WORK ITEM:
Would you give back exactly the lines from the line with "For every instance of the white panel" through the end of the entries below, both included, but none of the pictures?

SUPPLIED DATA:
::::

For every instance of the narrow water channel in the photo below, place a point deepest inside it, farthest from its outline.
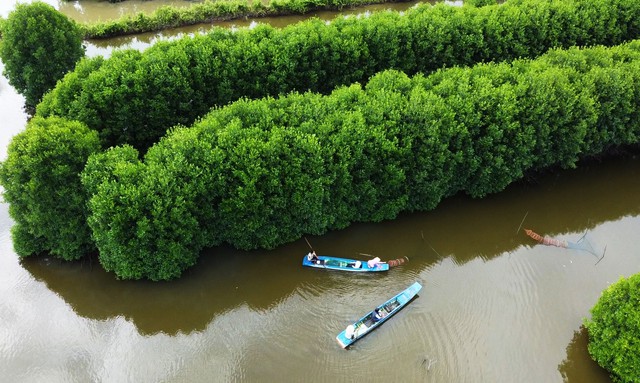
(495, 305)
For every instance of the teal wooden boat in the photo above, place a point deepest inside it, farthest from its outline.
(344, 264)
(377, 317)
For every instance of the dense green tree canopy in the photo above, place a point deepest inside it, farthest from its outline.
(614, 330)
(41, 181)
(39, 45)
(260, 173)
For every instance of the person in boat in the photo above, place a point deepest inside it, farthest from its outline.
(350, 332)
(377, 315)
(313, 258)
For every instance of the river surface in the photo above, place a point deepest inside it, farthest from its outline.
(495, 305)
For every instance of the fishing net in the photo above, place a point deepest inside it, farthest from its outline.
(396, 262)
(582, 244)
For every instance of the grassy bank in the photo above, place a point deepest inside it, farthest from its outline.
(213, 10)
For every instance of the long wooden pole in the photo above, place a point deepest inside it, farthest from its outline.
(311, 247)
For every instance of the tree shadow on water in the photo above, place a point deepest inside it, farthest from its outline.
(223, 280)
(578, 367)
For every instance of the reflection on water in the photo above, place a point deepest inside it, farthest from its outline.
(495, 306)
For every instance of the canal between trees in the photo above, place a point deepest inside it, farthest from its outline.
(496, 306)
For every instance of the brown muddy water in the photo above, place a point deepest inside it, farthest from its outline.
(495, 305)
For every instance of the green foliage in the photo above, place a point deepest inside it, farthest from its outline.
(614, 330)
(480, 3)
(42, 185)
(259, 173)
(39, 45)
(135, 97)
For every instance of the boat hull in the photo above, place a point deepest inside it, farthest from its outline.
(344, 264)
(367, 323)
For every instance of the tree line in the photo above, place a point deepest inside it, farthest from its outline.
(134, 97)
(260, 173)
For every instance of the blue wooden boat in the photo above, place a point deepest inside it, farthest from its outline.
(378, 316)
(345, 264)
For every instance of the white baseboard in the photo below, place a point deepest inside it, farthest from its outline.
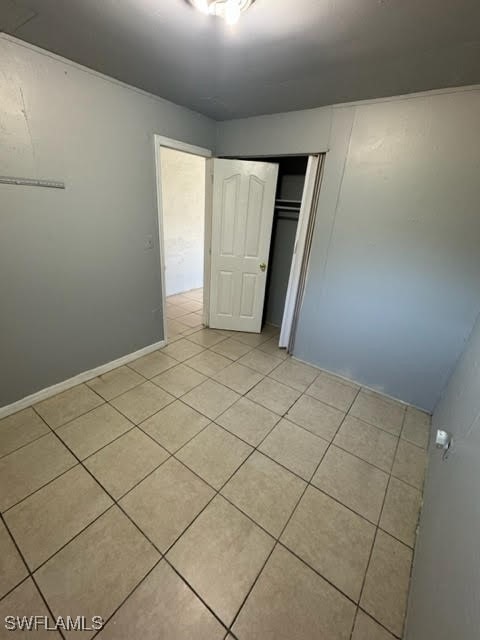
(43, 394)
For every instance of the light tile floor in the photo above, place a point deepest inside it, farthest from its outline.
(214, 489)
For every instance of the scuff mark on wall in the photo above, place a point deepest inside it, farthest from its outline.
(27, 123)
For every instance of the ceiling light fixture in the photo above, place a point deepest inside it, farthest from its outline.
(229, 10)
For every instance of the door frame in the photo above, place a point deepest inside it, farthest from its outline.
(169, 143)
(303, 239)
(301, 251)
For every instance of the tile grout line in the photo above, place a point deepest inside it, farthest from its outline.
(376, 533)
(277, 541)
(218, 492)
(29, 575)
(120, 507)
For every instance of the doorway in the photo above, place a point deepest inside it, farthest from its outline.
(189, 223)
(181, 192)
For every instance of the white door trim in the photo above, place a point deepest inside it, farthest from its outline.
(313, 167)
(178, 145)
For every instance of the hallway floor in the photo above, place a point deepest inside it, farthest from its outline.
(213, 489)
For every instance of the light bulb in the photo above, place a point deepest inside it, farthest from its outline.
(202, 5)
(232, 12)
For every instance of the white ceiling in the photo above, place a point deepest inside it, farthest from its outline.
(283, 55)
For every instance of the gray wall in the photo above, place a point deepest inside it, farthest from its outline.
(77, 287)
(446, 576)
(392, 291)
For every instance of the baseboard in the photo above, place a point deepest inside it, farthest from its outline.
(43, 394)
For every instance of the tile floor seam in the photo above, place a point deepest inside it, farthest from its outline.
(29, 575)
(277, 542)
(374, 425)
(376, 534)
(22, 446)
(120, 507)
(394, 635)
(218, 491)
(178, 397)
(104, 446)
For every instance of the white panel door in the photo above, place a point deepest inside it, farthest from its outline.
(242, 216)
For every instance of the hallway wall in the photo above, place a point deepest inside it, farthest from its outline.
(183, 202)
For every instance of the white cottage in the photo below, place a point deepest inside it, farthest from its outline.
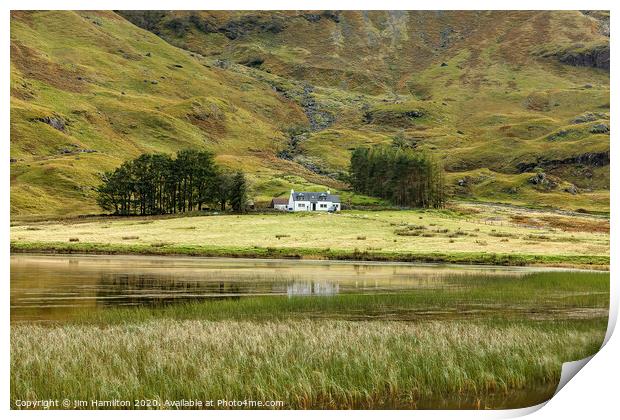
(313, 201)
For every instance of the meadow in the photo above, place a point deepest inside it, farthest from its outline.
(484, 342)
(463, 233)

::::

PROBLEM SOLUTION:
For every instance of the white panel door in the photo above, place a point deepest inside it, farthest from its outline.
(242, 216)
For every instance of the hallway wall in the photo above, place a point deepest inside it, farthest from its outline.
(183, 202)
For every instance of the white cottage in the photo below, place a point deepest inside it, farthest from its outline.
(313, 201)
For every instance of the meadow in the photo above, place a point deepest inside it, farthest from its outline.
(484, 342)
(463, 233)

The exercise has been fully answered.